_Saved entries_
= = = = =
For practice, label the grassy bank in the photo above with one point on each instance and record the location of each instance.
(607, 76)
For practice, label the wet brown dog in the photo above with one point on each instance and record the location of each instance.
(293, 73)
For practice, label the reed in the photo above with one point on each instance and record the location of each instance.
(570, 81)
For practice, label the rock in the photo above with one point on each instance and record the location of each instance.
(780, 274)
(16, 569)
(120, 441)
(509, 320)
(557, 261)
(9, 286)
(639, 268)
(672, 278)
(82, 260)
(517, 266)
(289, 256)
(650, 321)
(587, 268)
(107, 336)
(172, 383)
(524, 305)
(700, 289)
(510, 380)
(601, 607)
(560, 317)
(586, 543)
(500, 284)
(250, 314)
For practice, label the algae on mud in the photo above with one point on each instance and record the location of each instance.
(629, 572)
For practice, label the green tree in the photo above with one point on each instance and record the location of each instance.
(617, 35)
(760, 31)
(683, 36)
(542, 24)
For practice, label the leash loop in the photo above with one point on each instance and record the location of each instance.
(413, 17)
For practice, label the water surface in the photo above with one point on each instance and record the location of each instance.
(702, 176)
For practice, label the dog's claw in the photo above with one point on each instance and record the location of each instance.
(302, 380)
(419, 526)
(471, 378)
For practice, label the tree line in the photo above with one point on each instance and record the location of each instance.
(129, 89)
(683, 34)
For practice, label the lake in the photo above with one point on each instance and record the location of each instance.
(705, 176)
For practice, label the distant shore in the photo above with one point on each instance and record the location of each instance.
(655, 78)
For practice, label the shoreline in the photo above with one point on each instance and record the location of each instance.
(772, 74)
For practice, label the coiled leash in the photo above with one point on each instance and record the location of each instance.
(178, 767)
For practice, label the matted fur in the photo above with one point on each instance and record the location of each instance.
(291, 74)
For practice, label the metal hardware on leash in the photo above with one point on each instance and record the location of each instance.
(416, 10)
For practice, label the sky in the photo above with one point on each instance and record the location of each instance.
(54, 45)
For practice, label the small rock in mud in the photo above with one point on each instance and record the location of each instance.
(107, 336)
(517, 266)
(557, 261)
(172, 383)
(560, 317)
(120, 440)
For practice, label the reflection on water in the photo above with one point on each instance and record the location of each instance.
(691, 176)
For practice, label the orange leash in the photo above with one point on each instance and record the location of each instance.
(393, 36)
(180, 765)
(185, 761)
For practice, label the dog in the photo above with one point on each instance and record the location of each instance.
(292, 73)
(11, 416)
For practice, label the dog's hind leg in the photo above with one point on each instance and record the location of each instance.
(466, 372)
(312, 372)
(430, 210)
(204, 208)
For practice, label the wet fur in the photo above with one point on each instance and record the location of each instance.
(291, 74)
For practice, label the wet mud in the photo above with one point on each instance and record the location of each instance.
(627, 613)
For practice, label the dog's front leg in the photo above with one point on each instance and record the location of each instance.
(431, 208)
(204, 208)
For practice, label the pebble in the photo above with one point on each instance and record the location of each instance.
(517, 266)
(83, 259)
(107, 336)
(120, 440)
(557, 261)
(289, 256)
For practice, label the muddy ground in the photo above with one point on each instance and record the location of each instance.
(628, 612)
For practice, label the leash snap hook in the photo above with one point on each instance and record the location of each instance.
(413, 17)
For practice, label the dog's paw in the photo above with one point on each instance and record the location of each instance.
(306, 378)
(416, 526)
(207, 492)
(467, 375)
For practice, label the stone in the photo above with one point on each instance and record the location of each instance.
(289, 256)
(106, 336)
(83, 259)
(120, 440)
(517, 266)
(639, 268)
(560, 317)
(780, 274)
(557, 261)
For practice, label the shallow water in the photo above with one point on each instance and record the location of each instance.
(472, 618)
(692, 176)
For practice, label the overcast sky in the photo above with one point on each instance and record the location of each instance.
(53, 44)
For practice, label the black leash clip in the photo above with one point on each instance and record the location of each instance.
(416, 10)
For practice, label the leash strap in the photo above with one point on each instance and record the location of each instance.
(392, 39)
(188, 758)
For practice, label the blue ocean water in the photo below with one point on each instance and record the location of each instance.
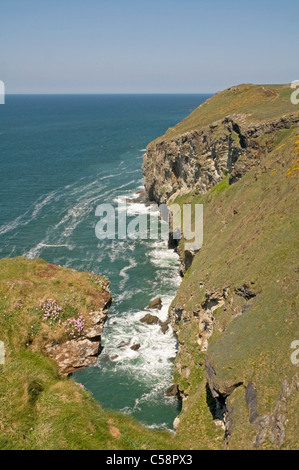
(60, 157)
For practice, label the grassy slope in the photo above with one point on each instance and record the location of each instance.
(250, 236)
(257, 102)
(38, 408)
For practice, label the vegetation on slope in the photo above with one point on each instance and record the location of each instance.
(249, 261)
(39, 409)
(256, 102)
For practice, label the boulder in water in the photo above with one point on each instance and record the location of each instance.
(156, 304)
(150, 319)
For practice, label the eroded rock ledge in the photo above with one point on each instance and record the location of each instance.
(199, 159)
(83, 352)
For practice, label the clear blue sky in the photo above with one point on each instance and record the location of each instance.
(146, 46)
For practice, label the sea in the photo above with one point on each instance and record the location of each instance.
(61, 156)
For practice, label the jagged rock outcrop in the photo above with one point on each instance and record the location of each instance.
(82, 352)
(198, 160)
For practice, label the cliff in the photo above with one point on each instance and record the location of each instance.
(51, 319)
(236, 311)
(233, 137)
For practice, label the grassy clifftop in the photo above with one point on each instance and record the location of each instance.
(255, 102)
(40, 409)
(236, 311)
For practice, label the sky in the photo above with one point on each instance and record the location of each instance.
(146, 46)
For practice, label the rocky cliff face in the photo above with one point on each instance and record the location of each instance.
(77, 354)
(197, 160)
(234, 314)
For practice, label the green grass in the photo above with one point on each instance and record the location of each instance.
(255, 102)
(250, 236)
(39, 409)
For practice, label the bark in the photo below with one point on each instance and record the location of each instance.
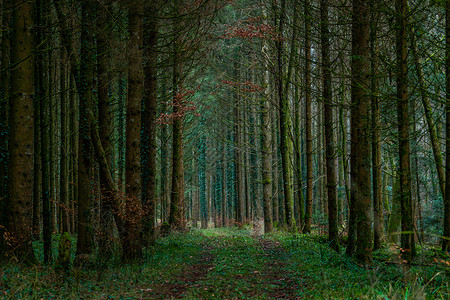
(309, 139)
(177, 201)
(84, 242)
(20, 145)
(376, 137)
(132, 248)
(266, 150)
(446, 238)
(64, 149)
(105, 118)
(429, 117)
(360, 131)
(331, 167)
(4, 104)
(407, 226)
(239, 186)
(149, 123)
(285, 129)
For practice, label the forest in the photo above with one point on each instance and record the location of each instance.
(224, 149)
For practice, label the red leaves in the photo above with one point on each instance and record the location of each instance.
(252, 28)
(181, 105)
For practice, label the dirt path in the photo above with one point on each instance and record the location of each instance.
(187, 279)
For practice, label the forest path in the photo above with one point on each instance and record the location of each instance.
(233, 267)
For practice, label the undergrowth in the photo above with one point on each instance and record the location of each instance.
(240, 266)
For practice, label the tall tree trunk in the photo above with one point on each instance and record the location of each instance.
(376, 137)
(407, 227)
(446, 239)
(84, 243)
(308, 112)
(177, 201)
(429, 116)
(64, 162)
(105, 119)
(132, 247)
(331, 167)
(285, 129)
(239, 182)
(4, 104)
(360, 130)
(266, 137)
(20, 146)
(149, 122)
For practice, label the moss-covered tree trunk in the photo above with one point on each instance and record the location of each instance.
(308, 115)
(360, 130)
(407, 227)
(331, 166)
(132, 247)
(286, 147)
(446, 239)
(149, 121)
(266, 137)
(376, 136)
(20, 146)
(84, 242)
(177, 218)
(106, 125)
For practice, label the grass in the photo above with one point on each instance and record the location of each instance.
(230, 263)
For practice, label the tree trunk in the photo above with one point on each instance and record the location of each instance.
(149, 123)
(360, 131)
(331, 168)
(376, 137)
(105, 119)
(20, 146)
(84, 243)
(266, 137)
(309, 139)
(285, 129)
(132, 248)
(177, 201)
(64, 149)
(4, 104)
(407, 236)
(446, 238)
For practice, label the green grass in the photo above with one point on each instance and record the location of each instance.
(239, 267)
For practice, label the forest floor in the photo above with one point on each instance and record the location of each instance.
(231, 263)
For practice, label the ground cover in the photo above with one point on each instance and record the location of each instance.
(232, 263)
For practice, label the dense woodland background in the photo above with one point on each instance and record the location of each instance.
(124, 120)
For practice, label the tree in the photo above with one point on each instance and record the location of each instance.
(375, 122)
(407, 226)
(132, 242)
(85, 73)
(177, 201)
(329, 136)
(286, 147)
(20, 165)
(309, 139)
(149, 119)
(360, 131)
(446, 238)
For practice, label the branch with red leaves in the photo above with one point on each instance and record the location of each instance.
(252, 28)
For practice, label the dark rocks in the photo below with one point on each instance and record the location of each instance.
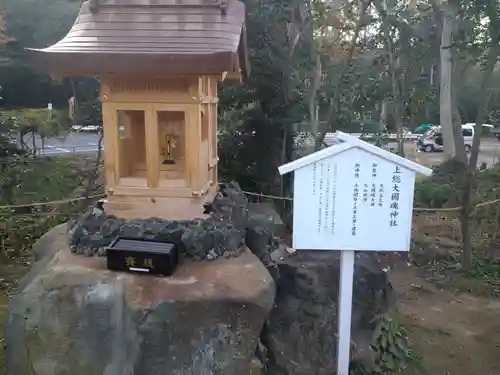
= = = = =
_What you will do_
Your answer must be the lines from the one containing "For practice, label the tree in" through the final line of the entries, duplicated exactly, with both ends kept and all pictures left out.

_Task result_
For practice, label the tree in the photo above with one point on each instance and record the location of each instance.
(375, 122)
(407, 226)
(132, 242)
(85, 73)
(177, 201)
(329, 136)
(286, 147)
(20, 165)
(309, 139)
(149, 119)
(360, 131)
(446, 238)
For practice, label the branch with red leaves in the photo above with one point on each instance and record the location of each instance.
(252, 28)
For practice, label the dark rocks in the photo below with one point on each instance and record the location of each instance.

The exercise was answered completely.